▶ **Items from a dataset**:
--*--

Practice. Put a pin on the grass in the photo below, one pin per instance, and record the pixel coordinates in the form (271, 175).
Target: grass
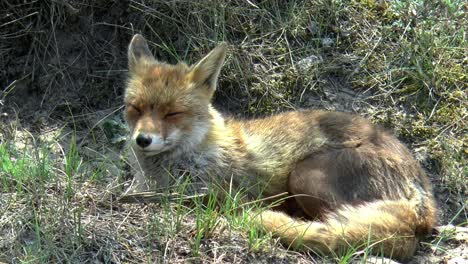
(400, 63)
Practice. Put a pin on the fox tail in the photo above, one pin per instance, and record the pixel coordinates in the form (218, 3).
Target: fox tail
(394, 226)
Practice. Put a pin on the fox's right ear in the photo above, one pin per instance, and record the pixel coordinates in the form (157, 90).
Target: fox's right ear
(139, 54)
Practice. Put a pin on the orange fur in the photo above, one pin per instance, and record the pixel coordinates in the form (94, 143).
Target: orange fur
(357, 181)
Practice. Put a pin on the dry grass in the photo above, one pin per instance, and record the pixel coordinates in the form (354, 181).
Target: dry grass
(62, 70)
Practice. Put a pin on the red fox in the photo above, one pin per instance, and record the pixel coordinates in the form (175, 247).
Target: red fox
(353, 180)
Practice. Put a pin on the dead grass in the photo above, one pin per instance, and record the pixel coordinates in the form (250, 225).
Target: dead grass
(62, 70)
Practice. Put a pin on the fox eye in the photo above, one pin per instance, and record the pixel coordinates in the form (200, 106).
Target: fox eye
(173, 114)
(133, 107)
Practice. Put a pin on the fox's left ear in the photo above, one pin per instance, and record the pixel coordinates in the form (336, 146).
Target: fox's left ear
(205, 72)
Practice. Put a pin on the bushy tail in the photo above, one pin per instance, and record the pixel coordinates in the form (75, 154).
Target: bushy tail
(392, 225)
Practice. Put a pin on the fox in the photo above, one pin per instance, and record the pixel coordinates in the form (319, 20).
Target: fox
(352, 181)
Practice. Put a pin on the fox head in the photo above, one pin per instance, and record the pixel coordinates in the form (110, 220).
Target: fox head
(168, 106)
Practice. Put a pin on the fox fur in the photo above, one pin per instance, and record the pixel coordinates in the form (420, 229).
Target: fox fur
(353, 181)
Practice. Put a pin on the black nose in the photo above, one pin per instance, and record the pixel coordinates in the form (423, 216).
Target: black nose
(143, 140)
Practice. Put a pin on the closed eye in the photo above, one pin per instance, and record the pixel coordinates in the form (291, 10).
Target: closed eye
(173, 114)
(135, 108)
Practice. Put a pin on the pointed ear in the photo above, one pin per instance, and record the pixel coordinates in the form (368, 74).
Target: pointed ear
(206, 71)
(139, 55)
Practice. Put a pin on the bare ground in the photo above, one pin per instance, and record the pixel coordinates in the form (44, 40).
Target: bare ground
(62, 78)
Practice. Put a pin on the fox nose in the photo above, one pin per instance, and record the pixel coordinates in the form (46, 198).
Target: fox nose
(143, 140)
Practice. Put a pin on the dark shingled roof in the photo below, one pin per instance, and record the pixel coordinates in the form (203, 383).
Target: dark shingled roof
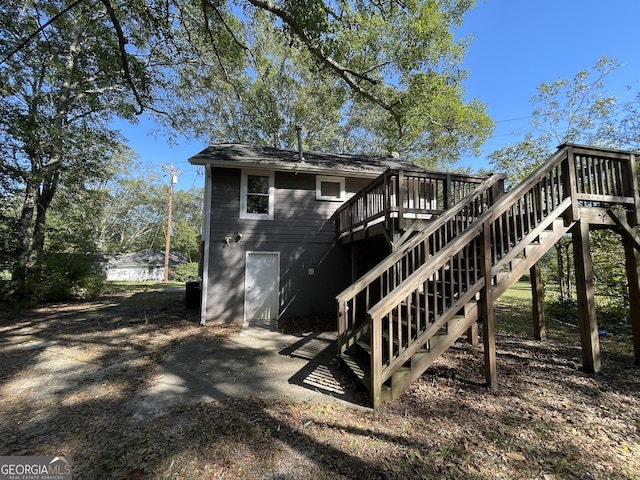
(237, 155)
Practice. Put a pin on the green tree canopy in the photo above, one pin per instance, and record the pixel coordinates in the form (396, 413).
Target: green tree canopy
(241, 70)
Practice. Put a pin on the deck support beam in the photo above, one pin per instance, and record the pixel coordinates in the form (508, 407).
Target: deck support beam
(632, 256)
(537, 291)
(487, 312)
(586, 300)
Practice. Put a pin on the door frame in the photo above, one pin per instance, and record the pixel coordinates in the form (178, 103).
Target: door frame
(246, 277)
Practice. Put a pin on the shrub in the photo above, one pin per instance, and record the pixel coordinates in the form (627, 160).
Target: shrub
(65, 276)
(187, 272)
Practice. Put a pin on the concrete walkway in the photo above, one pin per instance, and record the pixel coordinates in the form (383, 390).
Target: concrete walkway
(260, 362)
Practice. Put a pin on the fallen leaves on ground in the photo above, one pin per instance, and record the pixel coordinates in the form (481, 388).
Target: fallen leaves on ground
(547, 420)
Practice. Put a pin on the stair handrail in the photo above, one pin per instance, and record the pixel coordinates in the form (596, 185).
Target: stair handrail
(473, 229)
(392, 260)
(560, 195)
(379, 372)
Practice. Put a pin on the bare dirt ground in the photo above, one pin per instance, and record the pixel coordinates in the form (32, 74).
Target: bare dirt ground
(69, 371)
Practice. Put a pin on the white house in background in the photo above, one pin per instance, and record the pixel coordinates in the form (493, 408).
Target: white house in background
(143, 266)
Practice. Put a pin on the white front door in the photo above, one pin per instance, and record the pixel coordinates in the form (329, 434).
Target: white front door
(261, 286)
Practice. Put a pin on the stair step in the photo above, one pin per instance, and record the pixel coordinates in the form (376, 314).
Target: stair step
(357, 367)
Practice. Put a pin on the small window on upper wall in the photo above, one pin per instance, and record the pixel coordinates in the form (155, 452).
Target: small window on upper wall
(257, 192)
(330, 188)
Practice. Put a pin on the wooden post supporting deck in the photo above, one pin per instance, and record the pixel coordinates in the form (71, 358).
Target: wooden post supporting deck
(632, 257)
(537, 290)
(486, 311)
(586, 300)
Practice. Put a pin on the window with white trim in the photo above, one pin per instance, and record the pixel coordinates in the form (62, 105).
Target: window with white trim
(257, 192)
(330, 188)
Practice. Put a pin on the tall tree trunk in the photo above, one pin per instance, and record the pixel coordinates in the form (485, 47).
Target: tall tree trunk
(39, 227)
(19, 273)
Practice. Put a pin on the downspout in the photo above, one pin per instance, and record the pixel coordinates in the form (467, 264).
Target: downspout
(206, 235)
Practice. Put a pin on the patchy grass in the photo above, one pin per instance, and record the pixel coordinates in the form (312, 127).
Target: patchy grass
(69, 372)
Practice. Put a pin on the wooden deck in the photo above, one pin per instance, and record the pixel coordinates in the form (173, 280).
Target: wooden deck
(398, 318)
(400, 200)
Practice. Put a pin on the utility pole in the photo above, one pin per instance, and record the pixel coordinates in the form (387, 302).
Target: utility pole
(173, 178)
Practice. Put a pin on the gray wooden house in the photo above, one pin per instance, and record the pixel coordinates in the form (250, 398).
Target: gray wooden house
(270, 246)
(409, 260)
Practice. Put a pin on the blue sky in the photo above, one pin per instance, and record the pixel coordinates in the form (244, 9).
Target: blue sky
(517, 45)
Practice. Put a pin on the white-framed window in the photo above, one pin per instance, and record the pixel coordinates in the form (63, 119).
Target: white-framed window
(330, 188)
(257, 194)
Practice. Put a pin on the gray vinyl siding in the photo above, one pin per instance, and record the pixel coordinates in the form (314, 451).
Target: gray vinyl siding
(302, 231)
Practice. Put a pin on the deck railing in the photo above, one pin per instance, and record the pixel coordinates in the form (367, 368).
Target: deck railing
(569, 184)
(400, 195)
(355, 301)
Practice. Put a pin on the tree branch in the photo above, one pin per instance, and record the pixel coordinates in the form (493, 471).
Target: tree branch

--*--

▶ **TO DO**: Copy out all the lines of the records that include "branch".

▶ **RESPONSE**:
Practice. Put a pin on the tree branch in the photo above, one pin per instance, and record the pixel coordinates in the form (493, 471).
Target: tree branch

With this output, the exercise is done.